START SELECTED EXCERPT

2022-02-11 Thread Warren Kumari
On Fri, Feb 11, 2022 at 10:21 AM Tim Daneliuk via bind-users <
bind-users@lists.isc.org> wrote:

>
> After some months of poking around, we are now certain that our so-called
> "Business"
> service from Comcast is compromising our DNS servers because of their
> execrable "Security Edge" garbage.  (They are willing to remove this
> 'service'
> only if we are willing to incur a higher monthly recurring fee.)
>
>
According to "the Internet" (aka, some random reddit thread), there is a
way to disable this:
https://www.reddit.com/r/networking/comments/fl0ujm/xfinity_secureedge_for_business_transparently/

It did not *look* like this required changing service / a higher fee, but
...

W


> Our master is in the wild and works fine, but the slave is behind the
> compromised
> Comcast pipe.  The effect of having Security Edge in place is that the
> slave cannot get updates from the master and is also unable to resolve
> anything outside our own zone.   Comcast is apparently hijacking all port
> 53 requests and doing unspeakable things with them.

END SELECTED EXCERPT
START RECORDS

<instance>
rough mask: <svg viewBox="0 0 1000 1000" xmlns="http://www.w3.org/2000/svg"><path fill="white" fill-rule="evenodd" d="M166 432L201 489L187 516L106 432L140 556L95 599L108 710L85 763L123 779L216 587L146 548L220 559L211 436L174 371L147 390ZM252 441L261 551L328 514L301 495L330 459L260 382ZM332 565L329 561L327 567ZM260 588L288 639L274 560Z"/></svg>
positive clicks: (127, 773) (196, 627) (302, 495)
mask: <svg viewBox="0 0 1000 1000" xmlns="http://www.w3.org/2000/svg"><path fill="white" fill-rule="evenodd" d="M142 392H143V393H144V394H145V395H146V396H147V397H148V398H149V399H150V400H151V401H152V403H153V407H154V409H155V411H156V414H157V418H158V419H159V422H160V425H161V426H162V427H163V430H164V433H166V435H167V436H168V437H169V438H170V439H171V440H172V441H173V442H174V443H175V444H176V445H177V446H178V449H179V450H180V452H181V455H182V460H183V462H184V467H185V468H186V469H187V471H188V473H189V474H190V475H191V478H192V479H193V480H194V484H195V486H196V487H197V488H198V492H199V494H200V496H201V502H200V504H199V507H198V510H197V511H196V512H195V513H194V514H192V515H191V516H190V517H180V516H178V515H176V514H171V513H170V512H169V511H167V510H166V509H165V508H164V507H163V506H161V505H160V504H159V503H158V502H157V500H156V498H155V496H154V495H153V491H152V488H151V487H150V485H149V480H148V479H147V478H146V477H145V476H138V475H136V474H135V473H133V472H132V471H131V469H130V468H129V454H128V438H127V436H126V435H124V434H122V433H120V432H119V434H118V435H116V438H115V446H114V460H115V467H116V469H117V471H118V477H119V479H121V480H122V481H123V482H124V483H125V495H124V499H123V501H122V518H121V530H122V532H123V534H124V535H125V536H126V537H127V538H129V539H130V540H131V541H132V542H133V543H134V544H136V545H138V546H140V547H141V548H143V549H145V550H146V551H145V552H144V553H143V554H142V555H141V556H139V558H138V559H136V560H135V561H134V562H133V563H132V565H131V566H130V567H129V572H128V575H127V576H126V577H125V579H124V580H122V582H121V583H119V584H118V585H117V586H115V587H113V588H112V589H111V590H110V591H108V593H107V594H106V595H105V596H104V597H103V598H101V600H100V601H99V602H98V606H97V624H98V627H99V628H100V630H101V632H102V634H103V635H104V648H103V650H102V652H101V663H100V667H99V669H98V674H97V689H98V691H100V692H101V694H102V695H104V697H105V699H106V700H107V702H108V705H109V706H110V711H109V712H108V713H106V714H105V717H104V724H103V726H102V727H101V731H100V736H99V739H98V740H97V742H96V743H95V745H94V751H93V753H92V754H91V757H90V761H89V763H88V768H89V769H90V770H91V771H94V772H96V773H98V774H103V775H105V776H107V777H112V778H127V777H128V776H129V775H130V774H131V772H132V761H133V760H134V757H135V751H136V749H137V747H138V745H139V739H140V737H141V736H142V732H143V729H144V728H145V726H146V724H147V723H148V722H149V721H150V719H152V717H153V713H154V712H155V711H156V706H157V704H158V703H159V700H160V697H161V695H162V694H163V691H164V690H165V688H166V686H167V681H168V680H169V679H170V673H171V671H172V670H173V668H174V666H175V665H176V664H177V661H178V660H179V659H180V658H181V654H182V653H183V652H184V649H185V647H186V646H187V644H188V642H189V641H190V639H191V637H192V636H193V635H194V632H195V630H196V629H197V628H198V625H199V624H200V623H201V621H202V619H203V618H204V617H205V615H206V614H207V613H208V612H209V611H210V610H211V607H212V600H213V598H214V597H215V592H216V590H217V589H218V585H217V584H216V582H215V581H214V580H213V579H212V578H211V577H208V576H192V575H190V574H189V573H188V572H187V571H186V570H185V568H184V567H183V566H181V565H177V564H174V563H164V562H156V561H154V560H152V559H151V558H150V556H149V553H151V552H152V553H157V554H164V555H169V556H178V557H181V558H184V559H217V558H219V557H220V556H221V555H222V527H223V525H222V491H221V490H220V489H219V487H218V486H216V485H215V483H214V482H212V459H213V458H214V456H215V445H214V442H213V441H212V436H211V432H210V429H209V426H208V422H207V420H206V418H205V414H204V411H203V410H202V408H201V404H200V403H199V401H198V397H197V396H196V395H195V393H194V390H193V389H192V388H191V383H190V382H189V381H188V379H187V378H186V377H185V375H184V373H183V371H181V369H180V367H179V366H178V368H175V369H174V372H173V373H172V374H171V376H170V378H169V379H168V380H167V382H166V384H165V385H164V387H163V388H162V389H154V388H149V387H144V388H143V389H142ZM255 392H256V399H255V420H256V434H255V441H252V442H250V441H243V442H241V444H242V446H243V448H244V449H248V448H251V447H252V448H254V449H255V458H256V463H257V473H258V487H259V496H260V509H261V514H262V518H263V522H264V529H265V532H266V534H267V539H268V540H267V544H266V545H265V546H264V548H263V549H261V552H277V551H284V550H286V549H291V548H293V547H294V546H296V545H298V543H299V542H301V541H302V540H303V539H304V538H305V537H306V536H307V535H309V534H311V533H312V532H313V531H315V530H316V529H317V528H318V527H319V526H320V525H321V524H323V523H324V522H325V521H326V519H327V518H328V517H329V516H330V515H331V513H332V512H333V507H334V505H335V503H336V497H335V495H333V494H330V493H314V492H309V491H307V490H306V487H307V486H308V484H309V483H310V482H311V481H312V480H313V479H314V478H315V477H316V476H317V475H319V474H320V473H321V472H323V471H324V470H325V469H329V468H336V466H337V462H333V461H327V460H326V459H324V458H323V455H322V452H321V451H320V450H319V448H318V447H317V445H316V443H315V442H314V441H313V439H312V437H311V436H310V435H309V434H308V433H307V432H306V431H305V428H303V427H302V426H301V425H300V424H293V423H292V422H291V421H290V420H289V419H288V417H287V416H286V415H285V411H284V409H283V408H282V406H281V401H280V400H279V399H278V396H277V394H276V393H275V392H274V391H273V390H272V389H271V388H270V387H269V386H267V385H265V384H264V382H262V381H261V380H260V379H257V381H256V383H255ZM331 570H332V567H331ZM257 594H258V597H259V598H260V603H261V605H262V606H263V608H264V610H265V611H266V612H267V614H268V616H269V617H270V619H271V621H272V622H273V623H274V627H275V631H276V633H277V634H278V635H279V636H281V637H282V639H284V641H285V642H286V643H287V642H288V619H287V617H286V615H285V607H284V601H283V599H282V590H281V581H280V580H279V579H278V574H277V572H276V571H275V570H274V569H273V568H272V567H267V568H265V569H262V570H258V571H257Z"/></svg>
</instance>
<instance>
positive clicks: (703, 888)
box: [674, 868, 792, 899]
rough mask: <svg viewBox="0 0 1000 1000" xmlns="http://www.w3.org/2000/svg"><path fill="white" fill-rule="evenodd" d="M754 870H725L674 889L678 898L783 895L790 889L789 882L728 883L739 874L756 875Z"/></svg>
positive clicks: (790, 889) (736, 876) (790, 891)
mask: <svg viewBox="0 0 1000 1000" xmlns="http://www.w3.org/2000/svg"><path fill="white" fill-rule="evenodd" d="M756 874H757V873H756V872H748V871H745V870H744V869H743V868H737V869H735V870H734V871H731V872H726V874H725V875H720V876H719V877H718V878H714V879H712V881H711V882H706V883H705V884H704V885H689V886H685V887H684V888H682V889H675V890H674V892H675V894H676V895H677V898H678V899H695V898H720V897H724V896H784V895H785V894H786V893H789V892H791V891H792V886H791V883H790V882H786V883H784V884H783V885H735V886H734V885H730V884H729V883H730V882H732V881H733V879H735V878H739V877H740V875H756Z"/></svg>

END RECORDS
START RECORDS

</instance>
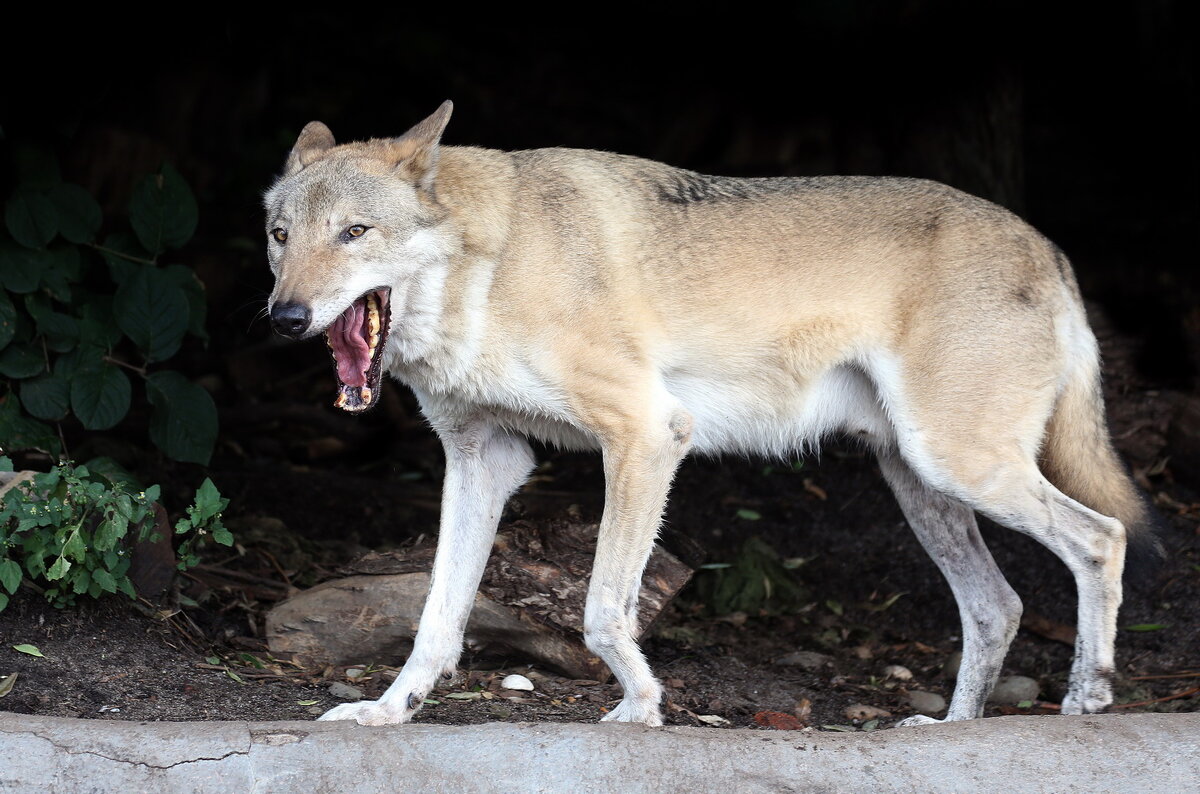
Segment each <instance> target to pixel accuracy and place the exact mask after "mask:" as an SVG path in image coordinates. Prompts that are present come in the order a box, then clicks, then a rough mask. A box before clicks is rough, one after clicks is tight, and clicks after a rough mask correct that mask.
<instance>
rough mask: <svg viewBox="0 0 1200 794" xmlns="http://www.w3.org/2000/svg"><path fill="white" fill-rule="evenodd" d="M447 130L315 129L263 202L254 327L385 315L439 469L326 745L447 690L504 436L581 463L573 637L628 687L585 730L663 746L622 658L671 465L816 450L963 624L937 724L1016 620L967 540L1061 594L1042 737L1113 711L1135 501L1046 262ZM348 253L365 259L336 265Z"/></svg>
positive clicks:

END RECORDS

ASSIGNED TASK 1: Please return the passage of the Comcast DNS thread above the entries, from "It did not *look*" to "things with them.".
ASSIGNED TASK 2:
Answer these questions using the Comcast DNS thread above the entries:
(a) Which Comcast feature does the original poster say is compromising their DNS servers?
(b) According to the reply, where was a way to disable that feature found?
(c) Which port's requests is Comcast said to be hijacking?
ASSIGNED TASK 3: Condense the paragraph of the Comcast DNS thread beginning "Our master is in the wild" into a bulleted list that keeps its main facts.

REPLY 1:
It did not *look* like this required changing service / a higher fee, but
...

W


> Our master is in the wild and works fine, but the slave is behind the
> compromised
> Comcast pipe.  The effect of having Security Edge in place is that the
> slave cannot get updates from the master and is also unable to resolve
> anything outside our own zone.   Comcast is apparently hijacking all port
> 53 requests and doing unspeakable things with them.

REPLY 2:
(a) "Security Edge"
(b) In a reddit thread
(c) Port 53

REPLY 3:
- The master server is in the wild and works fine.
- The slave is behind the compromised Comcast connection.
- With Security Edge in place, the slave cannot get updates from the master.
- The slave also cannot resolve anything outside their own zone.
- Comcast is apparently hijacking all port 53 requests.